#### [Set exercise]
Could you update the rows below by changing every "object detection" to "object localization" and leaving everything else as it is?

[Dataset items]
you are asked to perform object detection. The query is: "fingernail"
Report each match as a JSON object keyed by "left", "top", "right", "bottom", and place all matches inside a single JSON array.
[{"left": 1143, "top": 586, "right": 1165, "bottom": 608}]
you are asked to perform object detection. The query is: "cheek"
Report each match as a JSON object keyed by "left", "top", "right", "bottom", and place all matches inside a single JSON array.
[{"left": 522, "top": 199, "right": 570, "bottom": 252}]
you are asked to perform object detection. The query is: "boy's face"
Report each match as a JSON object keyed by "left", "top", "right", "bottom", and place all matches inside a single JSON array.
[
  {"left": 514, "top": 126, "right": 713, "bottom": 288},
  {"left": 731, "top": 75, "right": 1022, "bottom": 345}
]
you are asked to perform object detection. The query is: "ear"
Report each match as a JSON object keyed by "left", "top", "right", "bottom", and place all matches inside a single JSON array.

#### [Worked answer]
you are asked to perform object localization. The query is: "fingernail"
Report each match as a JSON object keyed by "left", "top", "right", "bottom", and place all matches inside a single JSON array.
[{"left": 1143, "top": 586, "right": 1165, "bottom": 608}]
you are asked to perform object localization. The query is: "cheek"
Report each match as a JSON object keyed by "left", "top", "right", "bottom", and place all matches inside a single JSON array.
[{"left": 522, "top": 199, "right": 570, "bottom": 252}]
you are asked to perform object localization. The query is: "boy's face"
Report each match as a JSON object keyed by "left", "top", "right", "bottom", and place all matches inside a single JSON array.
[
  {"left": 514, "top": 126, "right": 713, "bottom": 288},
  {"left": 731, "top": 75, "right": 1022, "bottom": 345}
]
you are asked to perform object localization. The query is: "ear"
Report each match as a JSON object keyed by "left", "top", "right", "bottom", and place all matches inside a single JSON array.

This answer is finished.